# TASK DETAILS:
Copy the data exactly as it appears, and do not include any pictures.

Begin TASK MATERIAL

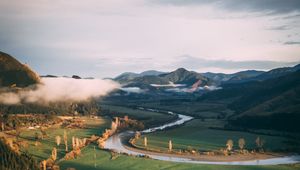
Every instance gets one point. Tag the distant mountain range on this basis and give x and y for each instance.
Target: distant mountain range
(129, 76)
(155, 79)
(14, 73)
(189, 78)
(273, 103)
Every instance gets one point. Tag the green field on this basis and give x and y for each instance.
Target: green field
(43, 151)
(196, 134)
(103, 161)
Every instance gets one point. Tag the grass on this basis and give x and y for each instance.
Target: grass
(43, 151)
(103, 161)
(197, 135)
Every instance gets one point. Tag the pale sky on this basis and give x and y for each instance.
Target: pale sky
(103, 38)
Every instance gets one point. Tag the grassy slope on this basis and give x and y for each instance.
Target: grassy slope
(196, 135)
(44, 150)
(103, 161)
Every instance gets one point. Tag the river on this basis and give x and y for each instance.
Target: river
(115, 143)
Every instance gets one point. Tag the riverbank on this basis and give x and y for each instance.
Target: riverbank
(119, 143)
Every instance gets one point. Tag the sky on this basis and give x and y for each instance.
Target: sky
(103, 38)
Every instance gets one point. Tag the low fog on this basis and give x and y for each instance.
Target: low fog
(60, 89)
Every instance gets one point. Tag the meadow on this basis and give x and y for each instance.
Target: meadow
(103, 161)
(43, 151)
(198, 135)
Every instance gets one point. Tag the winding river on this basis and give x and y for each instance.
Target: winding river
(115, 143)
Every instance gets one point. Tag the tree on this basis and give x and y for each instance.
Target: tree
(18, 132)
(54, 154)
(242, 143)
(66, 140)
(229, 144)
(259, 142)
(145, 141)
(170, 145)
(58, 140)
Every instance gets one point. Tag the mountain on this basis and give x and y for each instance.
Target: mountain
(128, 76)
(219, 78)
(179, 77)
(12, 72)
(277, 72)
(151, 73)
(268, 104)
(244, 76)
(183, 76)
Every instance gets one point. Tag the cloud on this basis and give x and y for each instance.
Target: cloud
(292, 43)
(280, 28)
(60, 90)
(266, 6)
(133, 89)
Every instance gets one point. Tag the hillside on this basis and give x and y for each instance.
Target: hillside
(272, 103)
(129, 76)
(13, 72)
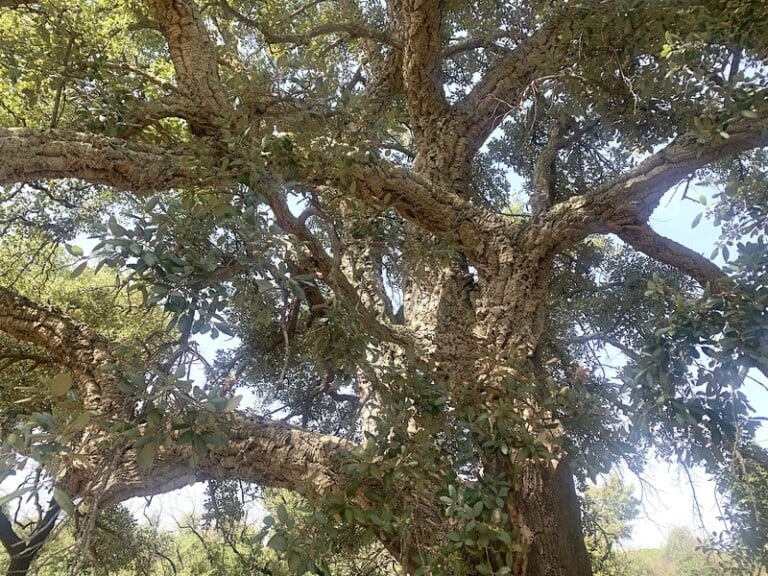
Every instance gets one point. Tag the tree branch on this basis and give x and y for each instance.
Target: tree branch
(351, 29)
(502, 88)
(48, 154)
(73, 345)
(644, 239)
(194, 58)
(260, 451)
(420, 25)
(631, 198)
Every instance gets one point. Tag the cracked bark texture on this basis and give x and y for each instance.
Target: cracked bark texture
(477, 305)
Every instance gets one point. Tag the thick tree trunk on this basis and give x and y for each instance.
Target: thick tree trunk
(551, 511)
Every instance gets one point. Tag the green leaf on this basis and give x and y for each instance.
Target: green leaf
(79, 269)
(697, 219)
(13, 495)
(74, 250)
(278, 542)
(64, 501)
(232, 403)
(61, 384)
(146, 455)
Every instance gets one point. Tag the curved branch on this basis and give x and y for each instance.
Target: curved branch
(644, 239)
(71, 343)
(631, 198)
(503, 87)
(352, 30)
(420, 25)
(47, 154)
(194, 58)
(261, 451)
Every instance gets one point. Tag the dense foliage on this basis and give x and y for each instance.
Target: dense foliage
(420, 226)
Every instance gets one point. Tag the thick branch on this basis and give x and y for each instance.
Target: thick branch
(193, 55)
(47, 154)
(503, 87)
(443, 213)
(420, 24)
(260, 451)
(645, 240)
(630, 199)
(73, 344)
(352, 30)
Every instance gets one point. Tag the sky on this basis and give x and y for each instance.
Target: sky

End TASK MATERIAL

# ANSWER IN FULL:
Every instance gets one point. Tag the distant mountain range on this basis and give x and y for each instance.
Target: distant mountain range
(129, 76)
(155, 79)
(14, 73)
(189, 78)
(273, 103)
Every instance gets one point. Tag the green field on this basis and give x and y for each instance.
Target: green field
(43, 151)
(196, 134)
(103, 161)
Every instance gets one point. Tag the grass on this basis and give x and y for each instance.
Target: grass
(43, 151)
(103, 161)
(197, 135)
Every instance gets one point. Tag the pale sky on this basis and give x and y for each instance.
Target: pale sky
(103, 38)
Every instance gets one point. Tag the grassy slope on this basis and give x and y for each instance.
Target: grassy slope
(196, 135)
(44, 150)
(103, 161)
Every instance gets one point. Tag the river on this basis and give x and y for each instance.
Target: river
(115, 143)
Every instance gets one point. Tag the riverbank on this basis and give x and y for each instance.
Target: riverbank
(119, 143)
Every instance gets one point. Tag the sky on this basis and give x and y for each instance.
Target: sky
(103, 38)
Every instance gets one point. Tag the low fog on this basis and give x and y for each instance.
Target: low fog
(60, 89)
Every instance gets one point. Tag the meadow on this basis and give x and y for each instance.
Target: meadow
(103, 161)
(43, 151)
(198, 135)
Every instance gets one point. Tag the winding river on this basis and give x and y for each instance.
Target: winding river
(115, 143)
Every instance gets one point. Tag the tree on this basis and give x and y for each instance.
Target: tree
(18, 132)
(54, 154)
(242, 143)
(66, 140)
(229, 144)
(259, 142)
(145, 141)
(170, 145)
(58, 140)
Every instance gets one point. Tag the mountain on this basis and give x and y for each instance.
Target: mountain
(128, 76)
(219, 78)
(179, 77)
(12, 72)
(277, 72)
(151, 73)
(268, 104)
(244, 76)
(183, 76)
Every instance gets one point. Tag the cloud on this basis and give x and y for each instance.
Target: cloud
(292, 43)
(280, 28)
(60, 90)
(266, 6)
(133, 89)
Every instance gets one point. Tag the hillside on this basis and give x and y for each instance.
Target: hillside
(272, 103)
(129, 76)
(13, 72)
Every instance gets one point. Tag the tree branch on this basis and give x and y for each instance.
Target: tree branch
(351, 29)
(502, 88)
(48, 154)
(73, 345)
(644, 239)
(194, 58)
(260, 451)
(420, 25)
(631, 198)
Every instance gets one point. Tag the cracked bark texture on this basis and give x and y for each instance.
Target: cracked bark texture
(477, 305)
Every instance gets one point. Tag the thick tree trunk on this basis and give x and y for each instance.
Target: thick tree trunk
(551, 511)
Every instance gets one point. Tag the green leaf on this basis and give x and y for each instance.
Target: green leaf
(79, 269)
(697, 219)
(13, 495)
(74, 250)
(278, 542)
(64, 501)
(232, 403)
(61, 384)
(146, 455)
Every instance gets one point. Tag the curved branch on this basis and give x and y for each instance.
Target: curved branch
(644, 239)
(71, 343)
(631, 198)
(503, 87)
(352, 30)
(420, 25)
(47, 154)
(194, 58)
(261, 451)
Every instance gets one point. Tag the dense foliage on this basis and give x and y for each instance.
Target: dense foliage
(420, 226)
Every instance gets one point. Tag the thick branch on this basis and give x and y for each instance.
Target: thick branch
(193, 55)
(47, 154)
(503, 87)
(443, 213)
(420, 24)
(260, 451)
(645, 240)
(630, 199)
(73, 344)
(352, 30)
Every instance gets one point. Tag the sky on this basis and give x and y for each instance.
Target: sky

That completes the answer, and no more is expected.